**AUFGABEN**.
(A) Wie lautet der Textauszug über Aerogele, beginnend bei „Die Aerogelherstellung kann“ und endend bei „hervorragend als Medikamententräger.“, wenn darin „Medikamententräger“ durch „Wirkstoffträger“ ersetzt wird?
(B) Wie könnte der Textauszug über Aerogele nach seinem letzten Satz weitergehen? Setze ihn fort.

**TEXTAUSZUG**.
Herstellungsmethoden

Am einfachsten beschreibt man die Aerogelsynthese mit den Worten des Mannes, dem die Synthese zuerst gelang, Steven S. Kistler: „Offenbar muss, um Aerogel zu erzeugen, die Flüssigkeit durch Luft ersetzt werden und zwar auf solche Weise, dass die Flüssigkeitsoberfläche davon abgehalten wird, ins Gel zurückzusinken. Wird eine Flüssigkeit so unter Druck gesetzt, dass dieser stets höher als der Dampfdruck der Flüssigkeit ist und wird die Temperatur ständig erhöht, so wandelt sich die Flüssigkeit bei Erreichen der kritischen Temperatur in ein Gas, ohne dass während des Prozesses zwei Phasen entstanden sind.“ (S. S. Kistler, J. Phys. Chem. 34, 52, 1932).
Das Standardverfahren zu Aerogelherstellung ist der so genannte Sol-Gel-Prozess. Hierbei werden alle nötigen Komponenten mit einem Lösungsmittel vermischt, die dann eine chemische Reaktion eingehen und stark vernetzte Partikel bilden. Am Anfang der Reaktion ist die Mischung flüssig, wird dann aber mir fortlaufender Reaktion immer zähflüssiger. Nach beendeter Reaktion verliert die Mischung ihre Fluidität und wandelt sich in ein Gel um. Dieses Gel besteht aus einem dreidimensionalen Netzwerk, indem das Lösungsmittel eingelagert ist. Während des überkritischen Trocknens, wird das Lösungsmittel aus dem Gelkörper extrahiert, wobei es ein mit Luft gefülltes, festes Netzwerk hinterlässt, welches seine anfängliche Form und Größe beibehält.

Die Aerogelherstellung kann in vier einfachen Schritten zusammengefasst werden (siehe folgende Zeichnung):

4 Schritte der Aerogelherstellung

Einführung

Aufgrund ihrer ausgezeichneten Eigenschaften sind Aerogele vielseitig einsetzbar. Jede einzelne Eigenschaft stellt eine innovative Anwendungsmöglichkeit dar und eröffnet neue Möglichkeiten zur Erforschung neuer Anwendungsbereiche. Diese Arbeit befasst sich mit der pharmazeutischen Anwendung von Aerogelen. Da Aerogele eine große Oberfläche (bis zu 1200 m²/g) besitzen, eine offene Porenstruktur aufweisen und ungiftig sind, eignen sie sich hervorragend als Medikamententräger.

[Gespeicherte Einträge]
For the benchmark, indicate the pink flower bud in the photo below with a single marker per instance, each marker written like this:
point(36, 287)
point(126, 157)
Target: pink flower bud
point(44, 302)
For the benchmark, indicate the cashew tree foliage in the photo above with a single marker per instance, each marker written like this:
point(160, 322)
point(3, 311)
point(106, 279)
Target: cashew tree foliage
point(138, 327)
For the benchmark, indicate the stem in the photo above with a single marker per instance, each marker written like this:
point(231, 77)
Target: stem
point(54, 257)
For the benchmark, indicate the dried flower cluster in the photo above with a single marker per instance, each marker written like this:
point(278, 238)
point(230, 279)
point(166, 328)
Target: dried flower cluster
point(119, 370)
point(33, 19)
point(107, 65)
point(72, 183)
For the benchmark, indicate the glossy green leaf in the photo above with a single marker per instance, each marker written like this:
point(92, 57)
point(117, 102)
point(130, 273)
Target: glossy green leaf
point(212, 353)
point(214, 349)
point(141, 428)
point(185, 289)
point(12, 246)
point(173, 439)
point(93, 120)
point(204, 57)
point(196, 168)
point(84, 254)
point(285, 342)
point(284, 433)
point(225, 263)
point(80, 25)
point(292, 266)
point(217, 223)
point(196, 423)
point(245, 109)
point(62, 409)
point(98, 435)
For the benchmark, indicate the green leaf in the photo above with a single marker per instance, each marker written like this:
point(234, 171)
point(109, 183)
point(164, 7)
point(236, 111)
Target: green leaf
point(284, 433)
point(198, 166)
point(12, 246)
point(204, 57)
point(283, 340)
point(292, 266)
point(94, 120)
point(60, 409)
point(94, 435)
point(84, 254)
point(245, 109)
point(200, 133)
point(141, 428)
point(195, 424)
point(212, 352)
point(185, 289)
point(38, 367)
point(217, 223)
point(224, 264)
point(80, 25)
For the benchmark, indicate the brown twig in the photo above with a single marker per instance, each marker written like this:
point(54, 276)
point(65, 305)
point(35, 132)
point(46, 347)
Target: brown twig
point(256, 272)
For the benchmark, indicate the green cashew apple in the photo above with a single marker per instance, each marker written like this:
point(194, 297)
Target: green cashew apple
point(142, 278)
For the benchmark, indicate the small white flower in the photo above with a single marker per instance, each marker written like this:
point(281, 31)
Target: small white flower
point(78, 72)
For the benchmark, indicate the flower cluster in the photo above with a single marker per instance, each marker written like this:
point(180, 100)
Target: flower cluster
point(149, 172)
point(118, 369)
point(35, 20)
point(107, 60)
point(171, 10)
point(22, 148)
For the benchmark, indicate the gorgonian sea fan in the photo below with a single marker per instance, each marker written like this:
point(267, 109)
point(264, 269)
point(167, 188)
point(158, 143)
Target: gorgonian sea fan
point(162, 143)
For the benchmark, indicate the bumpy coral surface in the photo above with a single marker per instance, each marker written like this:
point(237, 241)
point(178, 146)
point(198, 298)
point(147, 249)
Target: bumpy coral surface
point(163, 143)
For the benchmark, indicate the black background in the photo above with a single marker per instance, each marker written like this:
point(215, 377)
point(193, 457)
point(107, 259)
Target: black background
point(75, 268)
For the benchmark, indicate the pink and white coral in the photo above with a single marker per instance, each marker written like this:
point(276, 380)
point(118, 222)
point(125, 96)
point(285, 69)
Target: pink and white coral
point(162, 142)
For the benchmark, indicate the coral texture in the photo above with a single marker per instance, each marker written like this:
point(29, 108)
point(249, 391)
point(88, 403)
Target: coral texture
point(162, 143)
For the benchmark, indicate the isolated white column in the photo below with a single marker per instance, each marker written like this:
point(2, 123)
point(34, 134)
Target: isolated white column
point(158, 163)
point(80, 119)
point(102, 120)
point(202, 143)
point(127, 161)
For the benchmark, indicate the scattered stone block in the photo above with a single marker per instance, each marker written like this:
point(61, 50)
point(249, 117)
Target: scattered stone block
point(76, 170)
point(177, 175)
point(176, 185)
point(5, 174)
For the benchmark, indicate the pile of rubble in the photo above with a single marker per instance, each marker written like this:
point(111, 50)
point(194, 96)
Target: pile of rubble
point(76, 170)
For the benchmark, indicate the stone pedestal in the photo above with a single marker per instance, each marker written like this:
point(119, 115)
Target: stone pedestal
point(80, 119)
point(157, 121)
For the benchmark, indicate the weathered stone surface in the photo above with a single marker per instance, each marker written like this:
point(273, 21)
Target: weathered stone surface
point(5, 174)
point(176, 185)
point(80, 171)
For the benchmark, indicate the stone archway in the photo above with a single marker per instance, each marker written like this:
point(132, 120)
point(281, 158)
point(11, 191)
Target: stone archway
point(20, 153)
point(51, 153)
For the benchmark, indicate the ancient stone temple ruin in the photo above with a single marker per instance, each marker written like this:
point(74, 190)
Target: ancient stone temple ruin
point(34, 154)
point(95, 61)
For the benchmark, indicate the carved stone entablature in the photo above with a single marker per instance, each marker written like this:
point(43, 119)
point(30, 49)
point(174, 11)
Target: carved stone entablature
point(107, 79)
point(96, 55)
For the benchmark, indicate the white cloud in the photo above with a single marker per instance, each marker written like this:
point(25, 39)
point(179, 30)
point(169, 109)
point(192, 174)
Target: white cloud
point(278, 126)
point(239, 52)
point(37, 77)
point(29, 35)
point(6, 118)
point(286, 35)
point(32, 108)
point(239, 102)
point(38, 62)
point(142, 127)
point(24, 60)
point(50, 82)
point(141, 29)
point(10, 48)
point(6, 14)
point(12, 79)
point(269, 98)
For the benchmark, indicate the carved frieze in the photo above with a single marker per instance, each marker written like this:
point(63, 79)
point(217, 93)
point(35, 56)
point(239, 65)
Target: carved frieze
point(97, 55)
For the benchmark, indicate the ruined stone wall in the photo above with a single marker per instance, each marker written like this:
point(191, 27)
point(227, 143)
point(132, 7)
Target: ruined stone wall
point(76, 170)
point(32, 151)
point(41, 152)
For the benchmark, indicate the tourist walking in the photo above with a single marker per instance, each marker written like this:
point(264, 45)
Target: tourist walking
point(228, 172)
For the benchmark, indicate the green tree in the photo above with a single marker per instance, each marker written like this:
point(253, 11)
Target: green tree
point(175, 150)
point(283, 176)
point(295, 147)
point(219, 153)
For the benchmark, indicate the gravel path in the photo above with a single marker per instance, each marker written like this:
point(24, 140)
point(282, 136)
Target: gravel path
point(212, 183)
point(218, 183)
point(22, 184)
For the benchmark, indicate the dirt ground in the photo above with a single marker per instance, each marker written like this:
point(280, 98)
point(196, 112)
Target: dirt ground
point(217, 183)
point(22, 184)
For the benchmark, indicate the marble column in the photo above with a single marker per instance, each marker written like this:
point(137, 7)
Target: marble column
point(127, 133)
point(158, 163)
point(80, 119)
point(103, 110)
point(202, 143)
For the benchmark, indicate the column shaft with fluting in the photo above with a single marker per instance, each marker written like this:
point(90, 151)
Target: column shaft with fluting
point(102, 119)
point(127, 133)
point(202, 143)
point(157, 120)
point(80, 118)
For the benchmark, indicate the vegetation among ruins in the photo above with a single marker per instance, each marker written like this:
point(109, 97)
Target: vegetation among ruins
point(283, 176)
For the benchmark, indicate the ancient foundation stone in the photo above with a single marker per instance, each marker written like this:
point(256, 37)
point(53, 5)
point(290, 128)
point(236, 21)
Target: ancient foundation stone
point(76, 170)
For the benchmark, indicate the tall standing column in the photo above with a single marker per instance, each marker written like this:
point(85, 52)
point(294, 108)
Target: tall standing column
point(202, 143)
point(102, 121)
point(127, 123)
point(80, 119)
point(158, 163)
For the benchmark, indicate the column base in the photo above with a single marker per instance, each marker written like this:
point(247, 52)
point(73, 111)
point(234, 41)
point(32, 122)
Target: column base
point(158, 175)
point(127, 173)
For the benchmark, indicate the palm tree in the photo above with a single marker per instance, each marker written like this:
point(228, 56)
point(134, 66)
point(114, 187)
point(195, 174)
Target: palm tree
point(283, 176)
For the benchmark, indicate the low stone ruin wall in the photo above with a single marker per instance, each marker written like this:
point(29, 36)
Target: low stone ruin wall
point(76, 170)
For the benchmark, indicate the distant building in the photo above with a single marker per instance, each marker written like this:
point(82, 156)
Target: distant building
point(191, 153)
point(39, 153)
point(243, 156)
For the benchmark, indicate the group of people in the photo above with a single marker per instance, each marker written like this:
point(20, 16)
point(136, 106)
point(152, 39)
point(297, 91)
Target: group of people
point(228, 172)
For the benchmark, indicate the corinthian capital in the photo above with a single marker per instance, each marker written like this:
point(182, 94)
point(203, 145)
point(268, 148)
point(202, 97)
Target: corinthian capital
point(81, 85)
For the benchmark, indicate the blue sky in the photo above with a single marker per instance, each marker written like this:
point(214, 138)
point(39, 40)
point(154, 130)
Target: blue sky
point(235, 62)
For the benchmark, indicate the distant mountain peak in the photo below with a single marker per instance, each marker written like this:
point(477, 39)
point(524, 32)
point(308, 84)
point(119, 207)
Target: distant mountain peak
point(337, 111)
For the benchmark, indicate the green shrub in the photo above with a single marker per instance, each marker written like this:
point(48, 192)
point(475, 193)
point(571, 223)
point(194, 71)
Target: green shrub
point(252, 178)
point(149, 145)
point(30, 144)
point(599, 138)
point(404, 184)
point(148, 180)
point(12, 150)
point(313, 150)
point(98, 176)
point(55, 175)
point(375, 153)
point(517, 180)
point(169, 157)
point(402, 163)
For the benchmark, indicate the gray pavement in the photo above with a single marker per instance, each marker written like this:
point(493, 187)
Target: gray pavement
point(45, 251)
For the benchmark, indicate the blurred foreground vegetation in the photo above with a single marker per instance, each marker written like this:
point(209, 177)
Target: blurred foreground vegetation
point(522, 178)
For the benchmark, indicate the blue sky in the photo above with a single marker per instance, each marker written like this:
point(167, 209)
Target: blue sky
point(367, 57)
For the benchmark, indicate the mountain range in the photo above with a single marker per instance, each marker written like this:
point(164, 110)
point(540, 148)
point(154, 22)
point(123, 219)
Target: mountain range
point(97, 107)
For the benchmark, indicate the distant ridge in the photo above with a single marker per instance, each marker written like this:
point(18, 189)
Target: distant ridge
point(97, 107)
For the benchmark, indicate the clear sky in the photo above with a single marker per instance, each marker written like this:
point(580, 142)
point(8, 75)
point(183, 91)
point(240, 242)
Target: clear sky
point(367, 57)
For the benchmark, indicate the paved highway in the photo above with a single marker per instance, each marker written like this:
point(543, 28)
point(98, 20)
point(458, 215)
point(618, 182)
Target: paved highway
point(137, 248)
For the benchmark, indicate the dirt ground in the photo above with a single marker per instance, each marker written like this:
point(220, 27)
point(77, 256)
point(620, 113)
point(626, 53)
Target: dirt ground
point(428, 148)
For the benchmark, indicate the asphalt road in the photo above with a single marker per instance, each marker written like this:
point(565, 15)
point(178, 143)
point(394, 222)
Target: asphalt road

**LÖSUNGEN**.
(A)
Die Aerogelherstellung kann in vier einfachen Schritten zusammengefasst werden (siehe folgende Zeichnung):

4 Schritte der Aerogelherstellung

Einführung

Aufgrund ihrer ausgezeichneten Eigenschaften sind Aerogele vielseitig einsetzbar. Jede einzelne Eigenschaft stellt eine innovative Anwendungsmöglichkeit dar und eröffnet neue Möglichkeiten zur Erforschung neuer Anwendungsbereiche. Diese Arbeit befasst sich mit der pharmazeutischen Anwendung von Aerogelen. Da Aerogele eine große Oberfläche (bis zu 1200 m²/g) besitzen, eine offene Porenstruktur aufweisen und ungiftig sind, eignen sie sich hervorragend als Wirkstoffträger.

(B)
Zielsetzung des Projektes

Ziel ist es, maßgeschneiderte Medikamententräger für spezifische Anwendungen zu entwickeln. Dies beinhaltet die Beladung und Freisetzung des Medikamentes im gewünschten Organ des menschlichen Körpers. Hierfür werden Aerogele verschiedener organischer sowie anorganischer Ausgangsstoffe, wie zum Beispiel Silica, Stärke, Alginat, Chitosan, Agar, Pektin oder Cellulose, verwendet. Im nächsten Schritt sollen biologisch abbaubare Polymere als Ausgangsstoffe für die Aerogele dienen.

Methodologie

Pharmazeutische Substanzen weisen verschiedene chemische Strukturen auf, was zu verschieden Affinitäten in Bezug auf die Trägermaterialien, in diesem Falle Aerogele, führt. Demnach müssen verschiedene Trägermaterialien produziert werden, um diese mit den verschiedenen pharmazeutische Substanzen in gewünschter Menge zu beladen. Eine andere Möglichkeit besteht darin, die Eigenschaften bereits bestehender Trägermaterialien zu verändern.

Mittels Oberflächen-Funktionalisierung können die Oberflächeneigenschaften des Aerogels eingestellt werden; verschiedene funktionelle Gruppen können verwendet werden, um die Oberflächeneigenschaften so zu verbessern, dass die Aerogele den Bedürfnissen jeder pharmazeutischen Substanz genügen. Eines der Ziele dieser Studie ist es, sowohl die Oberflächenbedeckung als auch den Typ der funktionellen Gruppe zu kontrollieren.

Funktionalisierung kann in zwei Klassen aufgeteilt werden:

  1. Vorbehandlung: Die gewünschte funktionelle Gruppe nimmt bereits an der sol-gel Reaktion teil, sodass ein funktionalisiertes Gel entsteht.
  2. Nachbehandlung: Die Oberflächeneigenschaften des bereits produzierten Aerogels werden durch Funktionalisierungsreaktionen verändert

Jede Klasse zur Funktionalisierung stellt ihre eigenen Methoden und Anwendungen bereit, was ein breites Spektrum an Möglichkeiten der Oberflächenmodifikation von Aerogelen bietet.